>> START Document segment
Another way to put the point is this: birthright citizenship does not create global disparities, but it reifies and perpetuates very different life prospects through the automatic intergenerational transfer of membership entitlement by virtue of blood and soil criteria. Scholars of an earlier era expressed the same disdain by highlighting the unwarranted and unjustified weight given to station of birth, rejecting the idea that ‘chance, not choice’ can, and ought, to determine what country and government we will be asked to bear allegiance to, merely by virtue of station of birth. This is a weak moral link. Speranta Dumitru captures this last point perceptively in her essay: “The idea that people should not be treated according to the circumstances of their birth is generally regarded as a minimal requirement of justice” (Dumitru, 35). It is here that the reconceptualization of birthright citizenship’s transfer regime as analogous to a complex and now largely discredited form of hereditary transfer of entailed estates, cascading down the generational line to “their body” — a restricted group of birthright heirs — has the strongest bite.
Generously endorsing this reconceptualization, Duncan Ivison treats it as “an enlightening way of approaching the issue of global justice and our obligations to those excluded from our borders” (Ivison, 14). With Ivison, I share the notion that the social-relational aspect of the broad conception of citizenship is always open to reinterpretation and must stand in dialogue with concrete democratic demands raised by various social actors, most significantly, those from the outside looking in, even when their claims challenge the very boundaries of the membership community. I take his speculation that “[c]itizenship is (at least in principle) much more fluid and changeable…than property tends to be” (Ivison, 15) as open to empirical assessment. Even if it proves correct, it would provide a friendly amendment to my argument: both citizenship and property are complex legal and distributional systems that can, and often do, change over time. Moreover, such changes require collective action. An owner’s rights in her property are neither self-executing nor the result of a state of nature; rather, they rely upon collective recognition and a web of “relations of entitlement and duty between persons” (Grey 1980, 79). This of course still leaves open to deliberation and recalibration the precise nature of these relations. Property relations, just like citizenship relations, are never immune to reconstructive inquiry, whether in law or in philosophy. This last point fits well with the thrust of my argument, and with Ivison’s call for elucidating the conceptual resemblances as well as potential variations between the entail of property and the entail of political membership.
But there is more to Ivison’s critique. He astutely takes issue with another aspect of the analogy: if we take seriously the book’s embrace of a more inclusive and relational model of citizenship, he asks, then why draw the analogy to property and inheritance which inevitably involve a complex matrix of boundary making? This is an excellent query to raise, which touches on the book’s insistence that citizenship is a multi-layered and multi-textured institution and ideal, and cannot be reduced to a unidimensional or singular factor, without losing the qualities that make it valuable and worth preserving. No less significant for the purposes of our analysis is the recognition that political membership involves both gate-keeping and opportunity-enhancing dimensions, both of which are addressed in great detail in the book and cannot be repeated here. But it is worth describing here the purpose of the citizenship-as-inherited-property framework depicted in the book. It works on at least two planes: first, it allows us to see something so familiar and ‘natural’ as the entail of citizenship in a less familiar, and unsettling, light. Second, it enables us to inject into the identity-heavy citizenship debate the immensely rich body of literature that critiques the unfettered transfer of entitlement in property to a dynastic estate’s progeny. The legal category of entailed bequests from generation to generation without restraint has been a major source of social and political reform ever since the revolutionary proclamation that we are all born free and equal (Yack 2011). I wish to instill the same sense of discomfort in what has remained a mostly taken-for-granted route for distributing political membership — the birthright nature of the entail of political membership, which secures a tremendously valuable public inheritance for the few while denying same for the many, on account of arbitrary circumstances of “chance not choice.”
>> END Document segment
> Short problem 1
In the essay on birthright citizenship, who is quoted as saying that not treating people according to the circumstances of their birth is a minimal requirement of justice?
>> START Excerpted records
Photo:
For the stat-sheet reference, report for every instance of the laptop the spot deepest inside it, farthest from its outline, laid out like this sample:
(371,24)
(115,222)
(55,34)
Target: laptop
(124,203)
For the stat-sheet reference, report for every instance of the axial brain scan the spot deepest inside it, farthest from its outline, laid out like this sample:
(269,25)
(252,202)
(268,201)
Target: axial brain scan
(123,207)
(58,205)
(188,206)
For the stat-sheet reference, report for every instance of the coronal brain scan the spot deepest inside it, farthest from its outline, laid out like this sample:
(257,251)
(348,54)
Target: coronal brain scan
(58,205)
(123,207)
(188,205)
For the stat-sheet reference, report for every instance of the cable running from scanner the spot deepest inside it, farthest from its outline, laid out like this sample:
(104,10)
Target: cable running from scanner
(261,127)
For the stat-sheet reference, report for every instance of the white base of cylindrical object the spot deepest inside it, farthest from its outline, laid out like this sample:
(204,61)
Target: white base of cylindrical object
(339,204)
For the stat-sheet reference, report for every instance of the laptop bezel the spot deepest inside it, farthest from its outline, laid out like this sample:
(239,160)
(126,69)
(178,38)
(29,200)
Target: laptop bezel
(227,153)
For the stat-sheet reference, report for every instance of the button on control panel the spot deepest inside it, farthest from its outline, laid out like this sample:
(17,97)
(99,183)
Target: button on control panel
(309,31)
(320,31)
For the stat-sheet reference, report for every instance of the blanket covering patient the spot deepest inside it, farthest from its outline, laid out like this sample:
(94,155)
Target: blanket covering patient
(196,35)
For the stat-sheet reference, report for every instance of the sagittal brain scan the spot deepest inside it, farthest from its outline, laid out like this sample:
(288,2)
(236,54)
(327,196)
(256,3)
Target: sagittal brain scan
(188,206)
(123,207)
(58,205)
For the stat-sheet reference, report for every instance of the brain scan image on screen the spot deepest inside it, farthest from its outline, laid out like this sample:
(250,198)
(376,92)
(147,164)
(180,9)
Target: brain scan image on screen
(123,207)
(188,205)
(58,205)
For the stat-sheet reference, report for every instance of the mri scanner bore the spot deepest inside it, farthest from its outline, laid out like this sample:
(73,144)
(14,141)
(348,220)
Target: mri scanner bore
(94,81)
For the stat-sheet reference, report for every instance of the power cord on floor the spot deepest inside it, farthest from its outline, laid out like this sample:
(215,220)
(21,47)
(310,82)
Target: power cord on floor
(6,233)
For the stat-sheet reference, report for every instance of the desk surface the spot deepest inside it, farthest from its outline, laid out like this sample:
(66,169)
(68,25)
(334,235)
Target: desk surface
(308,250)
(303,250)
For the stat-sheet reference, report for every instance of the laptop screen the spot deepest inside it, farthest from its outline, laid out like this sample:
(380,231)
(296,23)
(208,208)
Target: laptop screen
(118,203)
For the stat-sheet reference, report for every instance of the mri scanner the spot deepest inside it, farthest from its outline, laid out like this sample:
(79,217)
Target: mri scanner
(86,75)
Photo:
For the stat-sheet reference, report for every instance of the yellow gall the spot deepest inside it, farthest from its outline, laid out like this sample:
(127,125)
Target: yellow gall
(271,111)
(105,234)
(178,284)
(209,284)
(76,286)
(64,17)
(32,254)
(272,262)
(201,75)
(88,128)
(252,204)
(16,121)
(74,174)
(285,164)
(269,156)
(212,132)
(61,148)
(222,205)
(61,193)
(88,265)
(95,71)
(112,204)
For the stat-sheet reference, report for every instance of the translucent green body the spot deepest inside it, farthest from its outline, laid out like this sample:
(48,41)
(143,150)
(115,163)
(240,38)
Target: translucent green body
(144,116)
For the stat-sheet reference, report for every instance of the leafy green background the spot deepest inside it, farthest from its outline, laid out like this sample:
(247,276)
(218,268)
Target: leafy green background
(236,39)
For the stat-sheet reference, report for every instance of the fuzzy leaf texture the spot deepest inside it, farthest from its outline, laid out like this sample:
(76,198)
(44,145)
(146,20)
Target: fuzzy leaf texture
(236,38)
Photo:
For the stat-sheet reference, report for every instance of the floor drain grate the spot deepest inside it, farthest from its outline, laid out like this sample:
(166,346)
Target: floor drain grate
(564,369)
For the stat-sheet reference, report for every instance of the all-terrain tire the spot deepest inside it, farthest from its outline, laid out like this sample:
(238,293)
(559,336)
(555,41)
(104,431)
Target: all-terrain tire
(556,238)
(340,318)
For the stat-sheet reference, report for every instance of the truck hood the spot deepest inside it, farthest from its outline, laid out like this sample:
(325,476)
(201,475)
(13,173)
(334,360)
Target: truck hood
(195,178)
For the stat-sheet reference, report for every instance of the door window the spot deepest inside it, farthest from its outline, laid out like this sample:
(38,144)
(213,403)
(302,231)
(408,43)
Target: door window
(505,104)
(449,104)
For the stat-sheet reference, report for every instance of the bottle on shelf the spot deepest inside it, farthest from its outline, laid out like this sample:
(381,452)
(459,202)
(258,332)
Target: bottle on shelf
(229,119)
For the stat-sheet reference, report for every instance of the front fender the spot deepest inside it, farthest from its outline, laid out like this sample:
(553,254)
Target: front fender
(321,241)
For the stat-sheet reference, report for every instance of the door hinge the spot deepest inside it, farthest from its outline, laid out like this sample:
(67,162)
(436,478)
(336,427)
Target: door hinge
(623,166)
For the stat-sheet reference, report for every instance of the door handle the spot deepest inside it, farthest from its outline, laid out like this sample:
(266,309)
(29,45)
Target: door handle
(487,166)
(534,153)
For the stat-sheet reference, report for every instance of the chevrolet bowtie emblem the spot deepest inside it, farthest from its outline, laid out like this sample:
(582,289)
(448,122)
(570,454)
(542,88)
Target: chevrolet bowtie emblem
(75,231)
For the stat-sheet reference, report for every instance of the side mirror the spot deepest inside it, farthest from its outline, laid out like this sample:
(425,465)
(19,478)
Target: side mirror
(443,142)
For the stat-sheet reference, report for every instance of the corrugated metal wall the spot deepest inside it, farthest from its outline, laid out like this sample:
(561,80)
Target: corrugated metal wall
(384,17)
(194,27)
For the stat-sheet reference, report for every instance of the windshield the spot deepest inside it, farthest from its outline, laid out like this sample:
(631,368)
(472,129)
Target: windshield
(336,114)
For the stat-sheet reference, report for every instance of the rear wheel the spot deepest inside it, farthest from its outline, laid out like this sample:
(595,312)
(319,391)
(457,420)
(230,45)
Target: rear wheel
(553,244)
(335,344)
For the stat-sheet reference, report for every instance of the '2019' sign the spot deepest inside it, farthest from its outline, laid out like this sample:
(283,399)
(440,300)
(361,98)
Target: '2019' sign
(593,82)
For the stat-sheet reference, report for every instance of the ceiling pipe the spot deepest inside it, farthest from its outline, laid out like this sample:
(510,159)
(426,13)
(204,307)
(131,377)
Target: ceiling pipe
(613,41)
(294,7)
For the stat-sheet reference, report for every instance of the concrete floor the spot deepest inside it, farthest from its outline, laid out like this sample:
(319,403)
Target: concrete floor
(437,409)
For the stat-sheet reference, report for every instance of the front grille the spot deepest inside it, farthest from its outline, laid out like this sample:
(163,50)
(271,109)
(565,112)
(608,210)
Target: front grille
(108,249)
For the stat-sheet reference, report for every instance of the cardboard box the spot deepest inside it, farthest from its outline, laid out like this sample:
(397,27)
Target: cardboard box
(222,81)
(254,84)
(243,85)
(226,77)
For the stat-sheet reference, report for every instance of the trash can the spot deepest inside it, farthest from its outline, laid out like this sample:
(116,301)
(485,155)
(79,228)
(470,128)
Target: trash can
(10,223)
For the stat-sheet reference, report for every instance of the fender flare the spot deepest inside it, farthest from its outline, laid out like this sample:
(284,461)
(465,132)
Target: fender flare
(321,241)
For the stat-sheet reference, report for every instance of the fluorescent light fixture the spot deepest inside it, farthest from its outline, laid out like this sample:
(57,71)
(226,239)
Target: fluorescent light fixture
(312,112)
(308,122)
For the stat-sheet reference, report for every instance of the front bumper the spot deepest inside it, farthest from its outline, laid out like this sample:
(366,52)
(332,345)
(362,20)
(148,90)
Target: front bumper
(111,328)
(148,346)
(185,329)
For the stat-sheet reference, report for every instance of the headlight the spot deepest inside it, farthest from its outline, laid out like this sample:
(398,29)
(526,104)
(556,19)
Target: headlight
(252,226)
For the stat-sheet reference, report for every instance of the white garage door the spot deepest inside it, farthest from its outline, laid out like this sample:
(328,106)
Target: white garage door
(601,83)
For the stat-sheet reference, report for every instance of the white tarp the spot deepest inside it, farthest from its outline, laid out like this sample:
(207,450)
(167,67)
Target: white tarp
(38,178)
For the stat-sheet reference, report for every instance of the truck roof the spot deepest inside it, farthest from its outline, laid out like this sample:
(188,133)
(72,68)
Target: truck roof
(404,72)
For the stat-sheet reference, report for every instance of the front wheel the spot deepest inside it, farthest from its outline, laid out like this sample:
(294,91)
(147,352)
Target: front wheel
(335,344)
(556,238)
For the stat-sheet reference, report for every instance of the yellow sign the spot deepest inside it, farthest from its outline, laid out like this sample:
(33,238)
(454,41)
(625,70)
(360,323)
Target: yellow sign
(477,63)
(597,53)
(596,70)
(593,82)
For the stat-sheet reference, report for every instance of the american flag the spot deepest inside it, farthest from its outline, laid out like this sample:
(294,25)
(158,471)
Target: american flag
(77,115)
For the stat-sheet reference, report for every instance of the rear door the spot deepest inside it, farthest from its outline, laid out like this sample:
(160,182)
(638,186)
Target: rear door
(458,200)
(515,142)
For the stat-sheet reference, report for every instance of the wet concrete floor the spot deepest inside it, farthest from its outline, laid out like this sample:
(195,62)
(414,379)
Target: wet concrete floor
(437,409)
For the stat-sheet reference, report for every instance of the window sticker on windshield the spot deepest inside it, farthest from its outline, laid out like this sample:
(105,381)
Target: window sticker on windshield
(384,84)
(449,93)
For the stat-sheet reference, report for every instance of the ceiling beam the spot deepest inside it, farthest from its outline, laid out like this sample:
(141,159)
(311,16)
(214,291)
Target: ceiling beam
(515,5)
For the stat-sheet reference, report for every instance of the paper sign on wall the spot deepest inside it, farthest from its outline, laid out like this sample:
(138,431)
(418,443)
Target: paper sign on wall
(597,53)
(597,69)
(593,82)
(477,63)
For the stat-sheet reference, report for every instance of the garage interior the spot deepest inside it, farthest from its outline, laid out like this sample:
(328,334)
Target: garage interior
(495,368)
>> END Excerpted records
> Short problem 2
Resize the records starting with the line containing "of the american" and going on through the end of the records: give all those lines again, requests included, with every coordinate in the answers multiplied by 1.95 and rounded to whole numbers, halves up. Leave the numbers in the requests and their format samples as they are.

> Task response 1
Speranta Dumitru

> Task response 2
For the stat-sheet reference, report for every instance of the american flag the spot deepest inside it, farthest from its outline, laid out like this sample:
(294,25)
(158,471)
Target: american flag
(150,224)
For the stat-sheet reference, report for every instance of the rear door the spot deepest inside it, farthest from its outline, laid out like this sample:
(160,182)
(638,186)
Target: rear door
(893,390)
(1004,277)
For the stat-sheet reference, report for every instance of the wet concrete floor the spot deepest inside it, farthest from its outline, laid out like this sample:
(195,62)
(414,379)
Target: wet concrete floor
(852,798)
For the stat-sheet reference, report for every instance of the window sticker on windshield the spot deepest inside it, farthest from its outline, laid out like this sample:
(105,381)
Target: window sticker on windshield
(749,164)
(876,181)
For the stat-sheet reference, report for every instance of the ceiling beam the spot deepest inside it, farthest from its outline, laid out like this sample:
(141,159)
(311,16)
(214,291)
Target: ceiling beam
(1004,10)
For the stat-sheet reference, report for every instance of the paper sign on wall the spot deepest inside it, farthest from its outline, laid out like this sample:
(138,431)
(418,443)
Target: paper sign on wall
(1164,103)
(1164,135)
(1156,160)
(930,123)
For the stat-sheet reference, report for every instance of the garage interior the spot deepest inside it, farthest from its outline, laid out like this sample:
(328,334)
Target: garage interior
(965,718)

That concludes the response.